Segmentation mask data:
+-------+
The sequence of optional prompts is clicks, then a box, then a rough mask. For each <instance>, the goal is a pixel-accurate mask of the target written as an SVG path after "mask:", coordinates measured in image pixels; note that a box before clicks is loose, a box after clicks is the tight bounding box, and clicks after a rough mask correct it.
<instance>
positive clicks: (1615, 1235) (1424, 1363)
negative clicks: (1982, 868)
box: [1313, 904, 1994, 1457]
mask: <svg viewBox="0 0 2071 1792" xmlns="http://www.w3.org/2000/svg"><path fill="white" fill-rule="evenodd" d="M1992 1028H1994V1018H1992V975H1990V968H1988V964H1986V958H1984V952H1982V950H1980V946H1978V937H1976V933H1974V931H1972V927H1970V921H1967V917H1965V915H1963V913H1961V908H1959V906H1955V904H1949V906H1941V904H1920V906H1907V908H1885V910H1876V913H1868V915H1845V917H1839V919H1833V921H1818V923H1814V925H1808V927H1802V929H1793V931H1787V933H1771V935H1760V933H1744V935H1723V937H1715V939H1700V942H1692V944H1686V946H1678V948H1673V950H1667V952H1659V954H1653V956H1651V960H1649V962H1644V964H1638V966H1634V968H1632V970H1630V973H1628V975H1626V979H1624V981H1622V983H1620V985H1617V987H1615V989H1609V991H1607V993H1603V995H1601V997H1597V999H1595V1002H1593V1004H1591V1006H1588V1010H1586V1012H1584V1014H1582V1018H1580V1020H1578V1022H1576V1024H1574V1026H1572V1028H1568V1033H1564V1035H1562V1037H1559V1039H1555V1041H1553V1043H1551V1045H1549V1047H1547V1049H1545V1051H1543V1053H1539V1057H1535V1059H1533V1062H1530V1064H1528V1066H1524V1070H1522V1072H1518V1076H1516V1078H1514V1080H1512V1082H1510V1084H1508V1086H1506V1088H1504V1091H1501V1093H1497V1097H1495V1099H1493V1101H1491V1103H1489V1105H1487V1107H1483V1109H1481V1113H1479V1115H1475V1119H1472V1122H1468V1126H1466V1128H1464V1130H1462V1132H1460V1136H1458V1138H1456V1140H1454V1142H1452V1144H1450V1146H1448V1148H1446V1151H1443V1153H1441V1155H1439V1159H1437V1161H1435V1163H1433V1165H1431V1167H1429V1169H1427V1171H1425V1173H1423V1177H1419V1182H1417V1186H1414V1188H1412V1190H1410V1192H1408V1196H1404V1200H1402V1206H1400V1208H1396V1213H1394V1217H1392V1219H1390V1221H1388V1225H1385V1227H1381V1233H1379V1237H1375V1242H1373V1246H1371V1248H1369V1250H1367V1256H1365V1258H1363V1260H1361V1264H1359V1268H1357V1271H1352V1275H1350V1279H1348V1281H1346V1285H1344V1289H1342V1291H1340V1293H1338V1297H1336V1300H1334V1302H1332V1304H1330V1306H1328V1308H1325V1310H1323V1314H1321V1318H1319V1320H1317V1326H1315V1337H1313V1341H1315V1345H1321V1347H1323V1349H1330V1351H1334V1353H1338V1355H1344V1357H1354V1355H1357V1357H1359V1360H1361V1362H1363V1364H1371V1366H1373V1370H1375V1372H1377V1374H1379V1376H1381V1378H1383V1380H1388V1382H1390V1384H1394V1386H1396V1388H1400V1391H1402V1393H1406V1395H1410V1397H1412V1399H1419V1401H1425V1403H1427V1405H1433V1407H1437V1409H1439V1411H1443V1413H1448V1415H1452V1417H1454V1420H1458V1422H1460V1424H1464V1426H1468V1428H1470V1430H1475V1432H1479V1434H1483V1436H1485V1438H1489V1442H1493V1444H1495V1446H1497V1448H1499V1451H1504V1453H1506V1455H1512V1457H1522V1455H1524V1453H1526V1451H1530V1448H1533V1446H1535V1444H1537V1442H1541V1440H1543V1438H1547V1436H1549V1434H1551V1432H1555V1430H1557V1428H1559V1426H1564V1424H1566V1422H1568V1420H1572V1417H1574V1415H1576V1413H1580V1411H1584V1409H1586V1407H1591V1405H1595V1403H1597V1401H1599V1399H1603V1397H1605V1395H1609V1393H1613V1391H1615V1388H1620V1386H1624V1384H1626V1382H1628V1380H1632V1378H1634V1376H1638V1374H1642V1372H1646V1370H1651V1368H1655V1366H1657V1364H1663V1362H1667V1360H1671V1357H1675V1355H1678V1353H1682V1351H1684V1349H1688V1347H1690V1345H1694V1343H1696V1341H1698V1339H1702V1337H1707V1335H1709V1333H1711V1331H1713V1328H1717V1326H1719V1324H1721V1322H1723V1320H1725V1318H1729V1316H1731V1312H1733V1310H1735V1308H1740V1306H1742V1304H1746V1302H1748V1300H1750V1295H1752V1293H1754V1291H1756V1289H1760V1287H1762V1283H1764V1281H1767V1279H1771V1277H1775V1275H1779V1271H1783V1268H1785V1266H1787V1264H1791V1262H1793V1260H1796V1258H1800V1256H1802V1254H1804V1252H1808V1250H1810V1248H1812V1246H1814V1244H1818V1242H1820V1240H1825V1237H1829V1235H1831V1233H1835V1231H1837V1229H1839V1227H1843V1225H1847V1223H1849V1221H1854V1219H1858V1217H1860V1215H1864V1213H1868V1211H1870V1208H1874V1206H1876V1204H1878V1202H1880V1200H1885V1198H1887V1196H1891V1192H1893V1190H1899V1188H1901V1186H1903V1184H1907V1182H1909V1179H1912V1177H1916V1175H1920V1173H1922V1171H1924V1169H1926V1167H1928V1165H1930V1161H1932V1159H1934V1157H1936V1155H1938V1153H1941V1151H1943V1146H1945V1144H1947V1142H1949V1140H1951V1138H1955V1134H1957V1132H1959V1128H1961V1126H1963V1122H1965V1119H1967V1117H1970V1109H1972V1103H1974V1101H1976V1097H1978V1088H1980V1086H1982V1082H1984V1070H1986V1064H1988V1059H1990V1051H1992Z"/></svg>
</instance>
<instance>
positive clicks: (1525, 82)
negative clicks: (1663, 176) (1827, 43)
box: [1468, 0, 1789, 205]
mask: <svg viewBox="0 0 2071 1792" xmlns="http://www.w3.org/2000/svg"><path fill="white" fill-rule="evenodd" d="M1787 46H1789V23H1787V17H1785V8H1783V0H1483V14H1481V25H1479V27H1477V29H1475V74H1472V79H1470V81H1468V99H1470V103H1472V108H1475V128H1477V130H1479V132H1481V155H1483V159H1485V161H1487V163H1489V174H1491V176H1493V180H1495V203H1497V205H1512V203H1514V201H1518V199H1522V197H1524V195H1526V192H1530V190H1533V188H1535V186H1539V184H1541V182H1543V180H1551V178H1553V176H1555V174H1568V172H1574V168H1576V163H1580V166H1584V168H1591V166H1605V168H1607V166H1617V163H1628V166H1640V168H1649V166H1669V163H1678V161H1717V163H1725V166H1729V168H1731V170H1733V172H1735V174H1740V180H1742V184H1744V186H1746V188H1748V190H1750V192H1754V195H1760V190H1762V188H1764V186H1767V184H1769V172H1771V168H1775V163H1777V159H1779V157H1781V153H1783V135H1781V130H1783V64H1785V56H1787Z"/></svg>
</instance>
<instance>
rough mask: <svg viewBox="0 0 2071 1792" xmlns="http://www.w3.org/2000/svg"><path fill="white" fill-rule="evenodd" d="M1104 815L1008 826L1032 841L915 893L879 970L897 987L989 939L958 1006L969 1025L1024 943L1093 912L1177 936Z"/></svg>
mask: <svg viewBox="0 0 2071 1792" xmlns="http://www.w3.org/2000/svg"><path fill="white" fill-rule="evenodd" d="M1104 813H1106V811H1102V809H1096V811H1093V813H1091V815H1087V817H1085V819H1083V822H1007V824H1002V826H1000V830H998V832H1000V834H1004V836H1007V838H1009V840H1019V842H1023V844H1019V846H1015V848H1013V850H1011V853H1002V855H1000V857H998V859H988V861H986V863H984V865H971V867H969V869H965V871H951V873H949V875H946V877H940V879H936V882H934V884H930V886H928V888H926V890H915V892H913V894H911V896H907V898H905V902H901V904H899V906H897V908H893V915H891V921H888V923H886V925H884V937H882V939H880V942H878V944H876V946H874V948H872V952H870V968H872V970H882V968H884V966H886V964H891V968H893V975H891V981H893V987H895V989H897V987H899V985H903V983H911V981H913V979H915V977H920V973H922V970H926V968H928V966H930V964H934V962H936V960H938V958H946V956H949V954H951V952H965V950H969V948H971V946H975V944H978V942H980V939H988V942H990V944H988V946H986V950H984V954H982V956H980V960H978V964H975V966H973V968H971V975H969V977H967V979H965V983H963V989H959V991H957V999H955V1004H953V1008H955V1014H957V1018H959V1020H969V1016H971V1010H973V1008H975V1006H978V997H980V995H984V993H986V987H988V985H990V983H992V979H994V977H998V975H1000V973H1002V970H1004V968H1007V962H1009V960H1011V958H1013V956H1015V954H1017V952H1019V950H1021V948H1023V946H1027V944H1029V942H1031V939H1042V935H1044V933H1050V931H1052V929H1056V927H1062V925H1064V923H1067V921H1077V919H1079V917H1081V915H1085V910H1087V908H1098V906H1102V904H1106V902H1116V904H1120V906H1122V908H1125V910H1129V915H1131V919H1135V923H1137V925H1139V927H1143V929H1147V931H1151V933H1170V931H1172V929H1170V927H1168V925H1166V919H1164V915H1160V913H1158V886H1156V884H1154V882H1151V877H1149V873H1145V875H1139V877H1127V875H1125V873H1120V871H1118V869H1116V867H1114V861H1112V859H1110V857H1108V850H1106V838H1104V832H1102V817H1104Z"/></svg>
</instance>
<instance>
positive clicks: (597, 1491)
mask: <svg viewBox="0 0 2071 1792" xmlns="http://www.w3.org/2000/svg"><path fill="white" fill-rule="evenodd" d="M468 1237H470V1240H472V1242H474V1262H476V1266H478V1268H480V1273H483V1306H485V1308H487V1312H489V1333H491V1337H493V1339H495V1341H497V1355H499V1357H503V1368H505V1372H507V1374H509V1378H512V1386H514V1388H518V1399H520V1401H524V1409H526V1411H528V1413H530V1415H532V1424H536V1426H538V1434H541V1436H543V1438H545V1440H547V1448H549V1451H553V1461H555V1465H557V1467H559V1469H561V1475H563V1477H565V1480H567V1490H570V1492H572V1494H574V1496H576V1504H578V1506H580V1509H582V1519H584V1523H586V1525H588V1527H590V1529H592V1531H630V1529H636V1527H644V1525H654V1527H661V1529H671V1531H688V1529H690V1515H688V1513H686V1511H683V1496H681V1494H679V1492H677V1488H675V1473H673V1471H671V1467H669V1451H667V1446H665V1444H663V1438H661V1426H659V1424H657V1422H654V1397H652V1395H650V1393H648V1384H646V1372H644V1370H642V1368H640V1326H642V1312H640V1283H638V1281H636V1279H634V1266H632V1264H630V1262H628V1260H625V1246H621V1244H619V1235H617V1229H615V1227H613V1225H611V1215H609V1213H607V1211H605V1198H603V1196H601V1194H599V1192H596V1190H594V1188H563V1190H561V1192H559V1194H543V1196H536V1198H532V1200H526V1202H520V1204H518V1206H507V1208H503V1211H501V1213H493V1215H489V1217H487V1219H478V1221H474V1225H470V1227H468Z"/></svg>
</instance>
+-------+
Say how many lines in the data include the string "positive", giving the number alone.

Result:
3